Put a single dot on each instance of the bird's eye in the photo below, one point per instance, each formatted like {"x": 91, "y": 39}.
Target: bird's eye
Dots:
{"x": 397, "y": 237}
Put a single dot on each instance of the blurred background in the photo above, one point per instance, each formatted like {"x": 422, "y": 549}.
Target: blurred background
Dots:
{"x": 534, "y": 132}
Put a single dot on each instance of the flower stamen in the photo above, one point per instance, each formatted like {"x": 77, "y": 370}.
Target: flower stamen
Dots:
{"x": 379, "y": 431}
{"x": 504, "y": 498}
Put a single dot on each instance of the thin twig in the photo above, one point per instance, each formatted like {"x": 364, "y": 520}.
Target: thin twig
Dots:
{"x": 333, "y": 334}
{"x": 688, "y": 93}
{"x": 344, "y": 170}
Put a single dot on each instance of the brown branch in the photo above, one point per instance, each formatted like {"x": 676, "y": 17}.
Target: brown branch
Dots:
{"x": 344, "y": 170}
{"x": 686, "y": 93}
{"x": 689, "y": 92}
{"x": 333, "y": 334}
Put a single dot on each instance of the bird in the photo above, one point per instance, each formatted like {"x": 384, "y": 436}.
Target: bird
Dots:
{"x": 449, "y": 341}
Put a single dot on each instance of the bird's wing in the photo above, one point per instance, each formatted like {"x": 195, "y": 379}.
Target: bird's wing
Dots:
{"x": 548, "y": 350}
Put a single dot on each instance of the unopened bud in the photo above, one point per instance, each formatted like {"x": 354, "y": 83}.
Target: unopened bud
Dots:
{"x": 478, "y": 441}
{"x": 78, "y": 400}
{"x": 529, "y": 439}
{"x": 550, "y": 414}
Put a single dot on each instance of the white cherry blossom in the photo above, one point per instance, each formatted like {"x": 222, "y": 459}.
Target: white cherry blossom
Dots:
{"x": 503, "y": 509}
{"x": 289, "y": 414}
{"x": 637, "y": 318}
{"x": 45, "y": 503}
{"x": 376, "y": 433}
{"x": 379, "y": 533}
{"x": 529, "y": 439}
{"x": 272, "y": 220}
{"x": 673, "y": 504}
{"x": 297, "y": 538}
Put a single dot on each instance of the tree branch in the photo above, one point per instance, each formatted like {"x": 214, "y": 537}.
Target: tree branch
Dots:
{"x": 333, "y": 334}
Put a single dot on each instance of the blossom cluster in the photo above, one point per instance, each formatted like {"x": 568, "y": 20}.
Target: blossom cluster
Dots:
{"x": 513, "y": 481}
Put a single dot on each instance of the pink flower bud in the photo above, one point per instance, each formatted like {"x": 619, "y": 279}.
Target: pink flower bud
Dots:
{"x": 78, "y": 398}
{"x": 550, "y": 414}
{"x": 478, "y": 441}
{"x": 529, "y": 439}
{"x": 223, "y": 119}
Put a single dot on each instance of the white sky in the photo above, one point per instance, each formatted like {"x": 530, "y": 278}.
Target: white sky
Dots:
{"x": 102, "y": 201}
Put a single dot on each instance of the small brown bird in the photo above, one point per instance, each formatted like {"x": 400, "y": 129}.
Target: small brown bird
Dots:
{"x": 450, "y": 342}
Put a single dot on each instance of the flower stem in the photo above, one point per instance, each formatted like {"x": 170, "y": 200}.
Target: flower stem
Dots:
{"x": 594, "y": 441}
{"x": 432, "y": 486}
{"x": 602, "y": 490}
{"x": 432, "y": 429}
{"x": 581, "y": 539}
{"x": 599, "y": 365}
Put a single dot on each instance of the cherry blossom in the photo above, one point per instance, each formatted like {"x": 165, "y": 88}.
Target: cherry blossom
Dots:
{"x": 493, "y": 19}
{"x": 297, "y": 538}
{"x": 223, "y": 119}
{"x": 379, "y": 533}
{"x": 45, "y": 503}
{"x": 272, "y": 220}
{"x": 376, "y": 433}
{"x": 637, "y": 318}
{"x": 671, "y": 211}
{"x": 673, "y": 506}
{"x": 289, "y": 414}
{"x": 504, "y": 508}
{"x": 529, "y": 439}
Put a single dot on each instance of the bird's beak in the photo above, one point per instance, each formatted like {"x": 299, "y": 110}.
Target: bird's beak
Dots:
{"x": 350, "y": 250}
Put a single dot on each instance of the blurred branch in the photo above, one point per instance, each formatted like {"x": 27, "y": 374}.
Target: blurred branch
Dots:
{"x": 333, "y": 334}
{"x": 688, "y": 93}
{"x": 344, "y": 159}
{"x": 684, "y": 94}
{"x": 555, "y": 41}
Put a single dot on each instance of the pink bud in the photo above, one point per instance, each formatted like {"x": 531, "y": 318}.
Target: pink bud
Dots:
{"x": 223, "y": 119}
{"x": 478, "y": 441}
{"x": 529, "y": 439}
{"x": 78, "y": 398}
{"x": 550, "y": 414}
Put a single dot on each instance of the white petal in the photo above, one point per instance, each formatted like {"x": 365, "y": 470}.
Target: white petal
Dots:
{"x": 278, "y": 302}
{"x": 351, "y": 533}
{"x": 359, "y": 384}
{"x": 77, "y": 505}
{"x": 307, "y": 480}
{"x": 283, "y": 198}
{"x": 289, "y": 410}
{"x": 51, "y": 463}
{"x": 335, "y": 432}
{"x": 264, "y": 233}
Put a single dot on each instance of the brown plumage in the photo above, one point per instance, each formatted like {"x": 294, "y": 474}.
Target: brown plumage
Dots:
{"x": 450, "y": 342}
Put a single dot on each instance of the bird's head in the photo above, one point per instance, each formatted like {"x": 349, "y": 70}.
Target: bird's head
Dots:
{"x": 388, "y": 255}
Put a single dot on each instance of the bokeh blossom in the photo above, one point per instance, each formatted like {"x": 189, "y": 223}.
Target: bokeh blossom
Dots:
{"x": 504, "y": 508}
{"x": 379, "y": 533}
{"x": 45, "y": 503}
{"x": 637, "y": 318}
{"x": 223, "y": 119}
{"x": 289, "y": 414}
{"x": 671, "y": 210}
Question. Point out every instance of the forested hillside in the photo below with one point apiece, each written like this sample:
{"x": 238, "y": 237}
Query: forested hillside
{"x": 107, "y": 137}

■ Written task:
Turn all of the material above into a numbered list, one line per item, with any blank lines left out.

■ Exercise response:
1. Put a single dot on each instance of the bird's eye in the photo below, one point per instance, each formatted like {"x": 91, "y": 39}.
2. Target: bird's eye
3. Dots:
4. {"x": 397, "y": 237}
5. Put a single dot on each instance of the blurred background in the photo above, one point per instance, each formatted like {"x": 422, "y": 549}.
6. Target: blurred background
7. Dots:
8. {"x": 534, "y": 132}
9. Put a single dot on each instance of the flower stamen in the photo above, one point per instance, each formatted like {"x": 77, "y": 370}.
10. Target: flower stamen
11. Dots:
12. {"x": 379, "y": 431}
13. {"x": 504, "y": 498}
14. Put a single dot on each instance of the thin twig in the photo above, one point per instance, each formatted like {"x": 364, "y": 520}.
15. Target: thin twig
16. Dots:
17. {"x": 333, "y": 334}
18. {"x": 688, "y": 93}
19. {"x": 344, "y": 170}
20. Put a single dot on each instance of the brown branch in the photo above, one point per instance, each formatted like {"x": 676, "y": 17}.
21. Target: brown branch
22. Dots:
23. {"x": 344, "y": 170}
24. {"x": 686, "y": 93}
25. {"x": 689, "y": 92}
26. {"x": 333, "y": 334}
27. Put a single dot on each instance of the bird in the photo above, one point per instance, each formatted like {"x": 384, "y": 436}.
28. Target: bird
29. Dots:
30. {"x": 449, "y": 341}
31. Put a single dot on each instance of the bird's wing in the photo above, one point per instance, each formatted like {"x": 195, "y": 379}.
32. Target: bird's wing
33. Dots:
34. {"x": 548, "y": 350}
35. Put a single dot on each instance of the unopened bud in the photo above, one point per instance, each formatted like {"x": 354, "y": 83}.
36. Target: unopened bud
37. Dots:
38. {"x": 478, "y": 441}
39. {"x": 78, "y": 400}
40. {"x": 529, "y": 439}
41. {"x": 550, "y": 414}
42. Put a single dot on each instance of the white cherry blossom in the photo above, one point per instance, each formatted like {"x": 222, "y": 459}.
43. Target: white cherry blossom
44. Dots:
45. {"x": 503, "y": 509}
46. {"x": 289, "y": 414}
47. {"x": 637, "y": 318}
48. {"x": 45, "y": 503}
49. {"x": 376, "y": 433}
50. {"x": 379, "y": 533}
51. {"x": 529, "y": 439}
52. {"x": 272, "y": 220}
53. {"x": 673, "y": 504}
54. {"x": 297, "y": 538}
55. Put a single dot on each instance of the tree branch in the photo above, one point per instance, each formatted like {"x": 214, "y": 537}.
56. Target: tree branch
57. Dots:
58. {"x": 333, "y": 334}
59. Put a single dot on each instance of the blossom cluster in the photo above, one point per instance, each formatted like {"x": 568, "y": 20}.
60. Target: blossom cluster
61. Dots:
62. {"x": 513, "y": 481}
63. Put a single dot on each instance of the pink flower bud in the photo above, one point per instance, each formatted like {"x": 619, "y": 279}.
64. Target: pink flower bud
65. Dots:
66. {"x": 78, "y": 398}
67. {"x": 550, "y": 414}
68. {"x": 478, "y": 441}
69. {"x": 529, "y": 439}
70. {"x": 223, "y": 119}
71. Put a single dot on each instance of the white sky in the photo above, one point per instance, each formatted like {"x": 530, "y": 278}.
72. Target: white sky
73. Dots:
74. {"x": 102, "y": 201}
75. Put a single dot on each instance of the small brown bird in the photo above, one point per instance, each formatted like {"x": 400, "y": 129}.
76. Target: small brown bird
77. Dots:
78. {"x": 450, "y": 342}
79. Put a single dot on each instance of the flower stem in the photo above, one point per instance, each formatted like {"x": 170, "y": 200}.
80. Target: flower stem
81. Dots:
82. {"x": 594, "y": 441}
83. {"x": 432, "y": 486}
84. {"x": 602, "y": 490}
85. {"x": 432, "y": 429}
86. {"x": 581, "y": 539}
87. {"x": 599, "y": 365}
88. Put a single dot on each instance of the cherry blossom in the photo above, one point per instance, each formatted like {"x": 165, "y": 88}.
89. Target: cherry blossom
90. Dots:
91. {"x": 493, "y": 19}
92. {"x": 297, "y": 538}
93. {"x": 223, "y": 119}
94. {"x": 379, "y": 533}
95. {"x": 45, "y": 503}
96. {"x": 272, "y": 220}
97. {"x": 376, "y": 433}
98. {"x": 637, "y": 318}
99. {"x": 671, "y": 211}
100. {"x": 673, "y": 506}
101. {"x": 289, "y": 414}
102. {"x": 504, "y": 508}
103. {"x": 529, "y": 439}
104. Put a single dot on each instance of the bird's beak in the photo above, one point per instance, each formatted like {"x": 299, "y": 110}.
105. Target: bird's beak
106. Dots:
107. {"x": 350, "y": 250}
108. Put a single dot on each instance of the blurred branch in the photo above, one point per instance, each formatted like {"x": 27, "y": 374}.
109. Target: blurred branch
110. Dots:
111. {"x": 333, "y": 334}
112. {"x": 688, "y": 93}
113. {"x": 344, "y": 159}
114. {"x": 684, "y": 94}
115. {"x": 555, "y": 41}
116. Put a single dot on each instance of the pink bud in the photo above, one point per instance, each formatted like {"x": 531, "y": 318}.
117. Target: pink bud
118. Dots:
119. {"x": 223, "y": 119}
120. {"x": 478, "y": 441}
121. {"x": 529, "y": 439}
122. {"x": 78, "y": 398}
123. {"x": 550, "y": 414}
124. Put a single dot on each instance of the white petal in the photo above, one point per instance, each formatted like {"x": 365, "y": 470}.
125. Target: white petal
126. Dots:
127. {"x": 278, "y": 302}
128. {"x": 351, "y": 533}
129. {"x": 359, "y": 384}
130. {"x": 77, "y": 505}
131. {"x": 307, "y": 480}
132. {"x": 283, "y": 198}
133. {"x": 289, "y": 410}
134. {"x": 51, "y": 463}
135. {"x": 335, "y": 432}
136. {"x": 264, "y": 233}
137. Put a single dot on each instance of the brown plumage in the photo above, one point per instance, each formatted like {"x": 294, "y": 474}.
138. Target: brown plumage
139. Dots:
140. {"x": 450, "y": 342}
141. Put a single dot on each instance of the bird's head in the photo above, one point per instance, each formatted like {"x": 349, "y": 70}.
142. Target: bird's head
143. Dots:
144. {"x": 388, "y": 255}
145. Put a single dot on each instance of the bokeh blossom in the photo above, one point per instance, each formatted like {"x": 189, "y": 223}.
146. Target: bokeh blossom
147. Dots:
148. {"x": 504, "y": 508}
149. {"x": 379, "y": 533}
150. {"x": 45, "y": 503}
151. {"x": 637, "y": 318}
152. {"x": 223, "y": 119}
153. {"x": 289, "y": 414}
154. {"x": 671, "y": 210}
155. Question. Point out every instance of the forested hillside in the photo below with one point apiece, each written like this sample:
156. {"x": 238, "y": 237}
157. Query: forested hillside
158. {"x": 107, "y": 137}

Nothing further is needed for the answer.